EXTRACT ▸
------------

Meanwhile back in Half Moon Bay, HMB Holdings are doing all they can to raise finance and restore the damage caused by Hurricane Luis in 1995, but are blocked at every attempt by the prime minister Lester Bird, who suggests what a nice idea it would be for them to sell the property to Stanford. HMB Holdings refuses to sell, and as years pass the government's efforts take their toll, until the British firm which originally agreed to finance the redevelopment gets cold feet and pulls out. It's at this point that the government simply takes the property by force, citing eminent domain, a form of compulsory purchase entitling the governing body of a state to claim any property as long as it's in the public interest, and as long as the owners are fairly compensated.




HMB Holdings however are not compensated, fairly or otherwise, and take the matter to the Privy Council in London for appeal. Election time looms, and the up-and-coming United Progressive Party (UPP) under Baldwin Spencer not only condemns the expropriation of Half Moon Bay, but promises under oath to reverse the forced acquisition should his party win the elections. The UPP do win, but Spencer surrounds himself by ministers who have their own agendas and fails to make good his promise.

In 2005 the Attorney General authorises the title of the property to be transferred to the Crown while an answer is awaited from the Privy Council, but somehow the land registry shows the legal owners now to be the government of Antigua and Barbuda. The same government at this point owes Stanford around EC$230M. Being the great philanthropist he is, Stanford agrees to write off EC$50M and channel EC$36M into projects which ultimately are never completed. In return Stanford is given the green light for "a number of developments" as well as a new moniker: _Knight Commander of the Order of the Nation (KCN) of Antigua and Barbuda_, and starts calling himself _Sir Allen_ in public.

By 2006 the government is well and truly mired (Antigua and Barbuda has one of the largest per-capita debts of any nation), so the Attorney General proposes a settlement with HMB Holdings: you can have the title back, but we'll retain a lien on the property. Sign here. Only they didn't, so in an effort to raise money the government goes to Tony Blair in order to ask the British premier for Foreign Direct Investment. Government officials are entitled to substantial, personal "finders fees" for securing investment.




A decision is reached by the Privy Council in 2007: The Half Moon Bay resort is a property of substantial value and the government is within their rights to acquire, as long as "fair compensation within a reasonable time" is provided. The government take physical possession of the property in 2008 but the owners have to file court action in order to even begin the dialogue over compensation, and events take a turn for the worse before a deal can be brokered with Stanford.

In 2009, R. Allen Stanford is arrested and jailed by the US government for his part in running a US$9B Ponzi scheme. Never one to quit, he issues a counter-claim of US$7.2B against the FBI and SBC for damages to his business, while local investors form queues outside his bank and the government hastily claws back the land which it sold him at cut-price rates before US receivers can step in. It also seizes Stanford's _Bank of Antigua_ and gives it to a newly created financial authority, of which it is the biggest shareholder. Then, in a rare moment of PR clarity, they revoke his knighthood and insignia.

------------

TO DO ▸
- A) Can you retype the part of the Half Moon Bay extract that starts at "By 2006 the" and ends at "for securing investment."?
- B) What does the Half Moon Bay extract say in answer to each of these?
(i) Which hurricane caused the damage at Half Moon Bay in 1995?
(ii) Around how much did the government owe Stanford in 2005?
(iii) How large was the Ponzi scheme Stanford was arrested for in 2009?

------------

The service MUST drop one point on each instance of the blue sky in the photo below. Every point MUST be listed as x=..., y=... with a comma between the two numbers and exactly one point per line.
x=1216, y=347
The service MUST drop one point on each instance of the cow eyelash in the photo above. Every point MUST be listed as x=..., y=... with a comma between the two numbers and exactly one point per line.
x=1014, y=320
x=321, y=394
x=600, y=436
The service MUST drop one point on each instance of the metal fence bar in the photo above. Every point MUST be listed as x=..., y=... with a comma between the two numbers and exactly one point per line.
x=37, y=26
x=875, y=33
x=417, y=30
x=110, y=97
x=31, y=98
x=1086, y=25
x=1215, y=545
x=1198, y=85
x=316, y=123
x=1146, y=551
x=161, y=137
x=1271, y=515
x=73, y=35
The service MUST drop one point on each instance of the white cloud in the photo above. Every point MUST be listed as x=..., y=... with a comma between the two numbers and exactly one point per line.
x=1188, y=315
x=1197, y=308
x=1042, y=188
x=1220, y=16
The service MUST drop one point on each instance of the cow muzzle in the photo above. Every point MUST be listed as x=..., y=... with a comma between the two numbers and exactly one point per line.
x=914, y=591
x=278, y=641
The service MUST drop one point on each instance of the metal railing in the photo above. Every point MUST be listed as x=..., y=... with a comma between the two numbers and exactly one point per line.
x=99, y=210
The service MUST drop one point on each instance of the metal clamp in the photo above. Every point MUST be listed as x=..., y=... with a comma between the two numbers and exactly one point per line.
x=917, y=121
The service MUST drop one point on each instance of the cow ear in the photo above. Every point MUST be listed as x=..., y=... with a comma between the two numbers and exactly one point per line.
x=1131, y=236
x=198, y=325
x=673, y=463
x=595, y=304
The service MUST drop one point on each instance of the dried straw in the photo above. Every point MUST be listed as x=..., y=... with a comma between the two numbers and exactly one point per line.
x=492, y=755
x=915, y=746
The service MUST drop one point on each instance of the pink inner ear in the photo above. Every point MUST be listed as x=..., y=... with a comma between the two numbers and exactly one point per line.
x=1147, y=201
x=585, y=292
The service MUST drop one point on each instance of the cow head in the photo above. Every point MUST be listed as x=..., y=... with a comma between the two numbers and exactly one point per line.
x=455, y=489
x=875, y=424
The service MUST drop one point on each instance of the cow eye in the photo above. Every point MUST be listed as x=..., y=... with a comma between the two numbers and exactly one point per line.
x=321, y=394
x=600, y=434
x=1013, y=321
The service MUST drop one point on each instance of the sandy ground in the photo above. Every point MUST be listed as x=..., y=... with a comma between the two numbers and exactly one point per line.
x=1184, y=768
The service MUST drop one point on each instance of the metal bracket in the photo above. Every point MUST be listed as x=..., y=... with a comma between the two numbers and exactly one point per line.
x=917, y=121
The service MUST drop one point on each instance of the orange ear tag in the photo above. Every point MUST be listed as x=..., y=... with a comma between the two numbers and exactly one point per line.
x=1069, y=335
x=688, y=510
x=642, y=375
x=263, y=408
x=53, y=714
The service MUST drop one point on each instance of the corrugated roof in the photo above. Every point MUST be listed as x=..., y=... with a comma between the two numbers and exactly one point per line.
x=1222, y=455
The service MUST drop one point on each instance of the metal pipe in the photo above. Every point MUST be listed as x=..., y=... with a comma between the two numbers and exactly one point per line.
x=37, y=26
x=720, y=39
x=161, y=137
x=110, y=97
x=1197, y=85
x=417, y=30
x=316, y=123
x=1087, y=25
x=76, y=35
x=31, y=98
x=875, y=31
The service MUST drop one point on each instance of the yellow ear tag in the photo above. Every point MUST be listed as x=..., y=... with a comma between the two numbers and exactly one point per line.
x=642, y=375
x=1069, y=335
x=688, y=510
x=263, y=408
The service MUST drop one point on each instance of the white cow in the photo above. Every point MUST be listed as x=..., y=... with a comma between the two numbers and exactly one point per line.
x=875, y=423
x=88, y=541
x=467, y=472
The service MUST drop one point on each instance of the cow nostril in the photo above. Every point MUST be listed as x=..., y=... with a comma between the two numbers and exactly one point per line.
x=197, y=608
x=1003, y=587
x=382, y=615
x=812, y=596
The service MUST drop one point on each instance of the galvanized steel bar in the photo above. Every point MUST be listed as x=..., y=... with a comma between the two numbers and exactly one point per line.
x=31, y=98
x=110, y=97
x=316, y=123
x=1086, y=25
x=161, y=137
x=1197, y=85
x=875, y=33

------------

SOLVED TASKS ▸
- A)
By 2006 the government is well and truly mired (Antigua and Barbuda has one of the largest per-capita debts of any nation), so the Attorney General proposes a settlement with HMB Holdings: you can have the title back, but we'll retain a lien on the property. Sign here. Only they didn't, so in an effort to raise money the government goes to Tony Blair in order to ask the British premier for Foreign Direct Investment. Government officials are entitled to substantial, personal "finders fees" for securing investment.

- B)
(i) Hurricane Luis
(ii) Around EC$230M
(iii) US$9B